Exercise A - Transcribe everything in the Geneva passage below from "The two years" down to "traveling it demanded.".
Exercise B - Decide whether each statement agrees with the Geneva passage below, answering yes or no and quoting the words of the passage that settle it: (i) Jeanne Hersch taught philosophy at the University of Geneva. (ii) The apartment on rue de Moillebeau looked out on Mont Blanc. (iii) Hagith spent most of her time giving piano lessons.

Text for analysis -
The initial presentations took place without any fireworks, but scarcely had the Jesuit finished commenting on my arguments than Jeanne Hersch, a professor of philosophy at the University of Geneva, a free spirit and a powerful speaker, took hold of the microphone and, hammering every word, declared that my arguments were “crystal clear” and that the pope’s silence was outrageous. At that moment all hell broke loose, everybody was shouting and, of course, in Calvinist Geneva, anti-Catholic emotions ran high. I even saw a member of the local Protestant aristocracy, a de Muralt, I think, ominously brandishing an umbrella … O tempora, o mores.
The two years that followed the publication of Pius XII were very intense. We moved to a large apartment on rue de Moillebeau with a magnificent view of the city, the lake — and Mont Blanc. Hagith gave piano lessons but mainly kept busy with the two boys, Eli and David, although an au pair from Israel had been living with us for some time already. I had my seminar, my courses, and my lectures about Pius with all the commotion that surrounded the topic and the constant traveling it demanded.

Supplied data -
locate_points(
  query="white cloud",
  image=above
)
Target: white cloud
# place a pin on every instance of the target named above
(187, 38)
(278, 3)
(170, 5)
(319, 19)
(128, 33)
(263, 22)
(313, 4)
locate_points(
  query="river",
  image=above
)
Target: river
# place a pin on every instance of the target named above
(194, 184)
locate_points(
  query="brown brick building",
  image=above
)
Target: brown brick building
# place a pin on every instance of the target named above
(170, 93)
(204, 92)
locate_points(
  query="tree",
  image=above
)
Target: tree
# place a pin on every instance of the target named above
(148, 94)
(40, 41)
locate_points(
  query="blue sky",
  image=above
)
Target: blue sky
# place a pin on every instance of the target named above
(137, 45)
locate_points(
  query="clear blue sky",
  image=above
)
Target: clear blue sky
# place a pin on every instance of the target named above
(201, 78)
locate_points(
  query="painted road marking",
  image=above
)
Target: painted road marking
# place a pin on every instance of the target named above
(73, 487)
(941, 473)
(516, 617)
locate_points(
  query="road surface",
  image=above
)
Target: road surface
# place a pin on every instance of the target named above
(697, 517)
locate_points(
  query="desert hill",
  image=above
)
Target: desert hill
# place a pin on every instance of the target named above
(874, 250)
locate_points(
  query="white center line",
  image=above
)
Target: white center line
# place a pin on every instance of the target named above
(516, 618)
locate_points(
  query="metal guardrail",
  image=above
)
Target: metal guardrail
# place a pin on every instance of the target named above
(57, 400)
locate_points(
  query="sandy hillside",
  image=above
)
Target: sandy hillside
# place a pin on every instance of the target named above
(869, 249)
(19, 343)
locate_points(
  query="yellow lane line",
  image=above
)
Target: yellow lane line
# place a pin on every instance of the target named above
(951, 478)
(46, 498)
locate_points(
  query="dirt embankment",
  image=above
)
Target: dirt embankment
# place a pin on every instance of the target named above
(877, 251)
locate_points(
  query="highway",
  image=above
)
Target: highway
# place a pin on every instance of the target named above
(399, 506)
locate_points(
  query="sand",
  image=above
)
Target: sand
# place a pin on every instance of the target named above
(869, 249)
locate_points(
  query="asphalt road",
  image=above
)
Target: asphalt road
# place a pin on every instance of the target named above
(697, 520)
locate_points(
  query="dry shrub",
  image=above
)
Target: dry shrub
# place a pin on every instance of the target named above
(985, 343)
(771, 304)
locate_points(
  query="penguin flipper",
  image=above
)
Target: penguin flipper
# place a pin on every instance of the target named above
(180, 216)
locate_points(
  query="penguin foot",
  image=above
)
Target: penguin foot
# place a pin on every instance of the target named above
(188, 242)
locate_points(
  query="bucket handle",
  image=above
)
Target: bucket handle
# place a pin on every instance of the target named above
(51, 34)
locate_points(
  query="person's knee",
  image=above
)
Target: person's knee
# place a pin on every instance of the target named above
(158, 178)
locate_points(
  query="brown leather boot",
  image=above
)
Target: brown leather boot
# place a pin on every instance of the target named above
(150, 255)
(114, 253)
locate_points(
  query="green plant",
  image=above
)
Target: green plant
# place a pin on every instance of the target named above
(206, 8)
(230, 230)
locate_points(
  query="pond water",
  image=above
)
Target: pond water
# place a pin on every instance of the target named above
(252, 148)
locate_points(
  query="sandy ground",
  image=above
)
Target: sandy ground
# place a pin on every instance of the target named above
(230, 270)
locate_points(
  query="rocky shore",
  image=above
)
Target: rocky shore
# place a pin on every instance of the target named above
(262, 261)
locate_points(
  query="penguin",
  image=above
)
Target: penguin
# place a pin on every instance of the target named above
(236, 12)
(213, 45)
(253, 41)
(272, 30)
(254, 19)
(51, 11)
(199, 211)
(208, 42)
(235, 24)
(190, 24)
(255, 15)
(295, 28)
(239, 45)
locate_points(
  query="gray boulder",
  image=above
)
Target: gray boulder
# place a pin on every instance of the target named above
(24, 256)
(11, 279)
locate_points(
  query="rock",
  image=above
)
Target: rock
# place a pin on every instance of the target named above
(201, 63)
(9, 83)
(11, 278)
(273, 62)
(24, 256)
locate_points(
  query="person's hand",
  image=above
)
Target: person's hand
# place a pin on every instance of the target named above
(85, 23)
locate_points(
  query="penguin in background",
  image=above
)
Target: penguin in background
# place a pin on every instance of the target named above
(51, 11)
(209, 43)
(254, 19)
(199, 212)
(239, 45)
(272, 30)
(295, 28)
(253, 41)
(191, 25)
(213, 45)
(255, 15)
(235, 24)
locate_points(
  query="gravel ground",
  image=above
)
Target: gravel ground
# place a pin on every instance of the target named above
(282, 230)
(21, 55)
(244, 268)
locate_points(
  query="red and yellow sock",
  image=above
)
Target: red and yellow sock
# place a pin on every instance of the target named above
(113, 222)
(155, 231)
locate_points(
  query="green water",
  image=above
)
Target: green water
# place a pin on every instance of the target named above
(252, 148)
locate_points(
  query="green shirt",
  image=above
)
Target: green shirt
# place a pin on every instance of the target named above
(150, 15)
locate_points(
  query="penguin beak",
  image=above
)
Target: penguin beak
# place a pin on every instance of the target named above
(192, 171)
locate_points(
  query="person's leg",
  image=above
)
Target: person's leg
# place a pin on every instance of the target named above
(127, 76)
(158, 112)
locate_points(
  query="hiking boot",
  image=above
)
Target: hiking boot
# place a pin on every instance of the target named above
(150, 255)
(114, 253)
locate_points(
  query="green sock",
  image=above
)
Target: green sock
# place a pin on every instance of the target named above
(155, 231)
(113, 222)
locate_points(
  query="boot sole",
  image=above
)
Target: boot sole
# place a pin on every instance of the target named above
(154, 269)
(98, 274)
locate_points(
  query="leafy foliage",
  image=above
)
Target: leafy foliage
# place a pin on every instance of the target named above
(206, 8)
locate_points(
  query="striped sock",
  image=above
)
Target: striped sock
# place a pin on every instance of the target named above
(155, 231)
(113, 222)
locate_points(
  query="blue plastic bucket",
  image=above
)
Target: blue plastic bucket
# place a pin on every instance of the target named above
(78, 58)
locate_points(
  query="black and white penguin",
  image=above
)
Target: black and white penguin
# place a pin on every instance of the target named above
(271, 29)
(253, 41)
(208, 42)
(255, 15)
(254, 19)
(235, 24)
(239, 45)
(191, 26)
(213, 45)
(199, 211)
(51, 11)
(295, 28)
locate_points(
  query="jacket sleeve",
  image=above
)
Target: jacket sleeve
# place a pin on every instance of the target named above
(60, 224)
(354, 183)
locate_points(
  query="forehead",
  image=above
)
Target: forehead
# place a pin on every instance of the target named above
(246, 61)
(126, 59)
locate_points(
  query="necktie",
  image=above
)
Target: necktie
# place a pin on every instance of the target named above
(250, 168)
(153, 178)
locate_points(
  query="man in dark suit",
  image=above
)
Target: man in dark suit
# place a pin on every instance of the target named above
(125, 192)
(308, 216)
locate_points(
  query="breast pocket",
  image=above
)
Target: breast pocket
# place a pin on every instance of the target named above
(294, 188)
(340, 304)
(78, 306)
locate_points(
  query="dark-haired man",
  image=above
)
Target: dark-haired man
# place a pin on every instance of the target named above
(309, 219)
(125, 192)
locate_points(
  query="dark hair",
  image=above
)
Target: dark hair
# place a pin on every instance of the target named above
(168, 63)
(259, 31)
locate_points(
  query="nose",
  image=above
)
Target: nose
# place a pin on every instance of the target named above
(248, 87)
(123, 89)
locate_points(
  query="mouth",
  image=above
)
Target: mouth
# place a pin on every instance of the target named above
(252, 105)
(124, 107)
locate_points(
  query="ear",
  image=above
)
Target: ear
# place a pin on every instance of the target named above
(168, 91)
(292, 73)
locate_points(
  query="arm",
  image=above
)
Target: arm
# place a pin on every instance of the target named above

Answer A -
The two years that followed the publication of Pius XII were very intense. We moved to a large apartment on rue de Moillebeau with a magnificent view of the city, the lake — and Mont Blanc. Hagith gave piano lessons but mainly kept busy with the two boys, Eli and David, although an au pair from Israel had been living with us for some time already. I had my seminar, my courses, and my lectures about Pius with all the commotion that surrounded the topic and the constant traveling it demanded.

Answer B -
(i) Yes: "Jeanne Hersch, a professor of philosophy at the University of Geneva"
(ii) Yes: "a magnificent view of the city, the lake — and Mont Blanc"
(iii) No: "Hagith gave piano lessons but mainly kept busy with the two boys, Eli and David"